Reproduce the rows below verbatim, starting with the first line and stopping after the line that contains "pixel 141 165"; include both of those lines.

━━━ Stored records

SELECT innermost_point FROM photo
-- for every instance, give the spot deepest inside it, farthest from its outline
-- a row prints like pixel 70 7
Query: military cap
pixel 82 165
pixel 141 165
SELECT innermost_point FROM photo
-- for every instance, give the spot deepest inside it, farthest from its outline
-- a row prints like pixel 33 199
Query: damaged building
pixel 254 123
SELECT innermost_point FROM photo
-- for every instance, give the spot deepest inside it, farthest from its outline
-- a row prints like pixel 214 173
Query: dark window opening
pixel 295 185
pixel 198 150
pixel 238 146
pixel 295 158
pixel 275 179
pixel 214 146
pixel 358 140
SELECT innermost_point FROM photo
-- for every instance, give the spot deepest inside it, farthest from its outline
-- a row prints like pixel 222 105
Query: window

━━━━━━

_Solution to the problem_:
SELECT innermost_point FROM photo
-- for every instance, give the spot deepest inside it, farthest from its outline
-- a row prints like pixel 70 7
Query: military cap
pixel 82 165
pixel 141 165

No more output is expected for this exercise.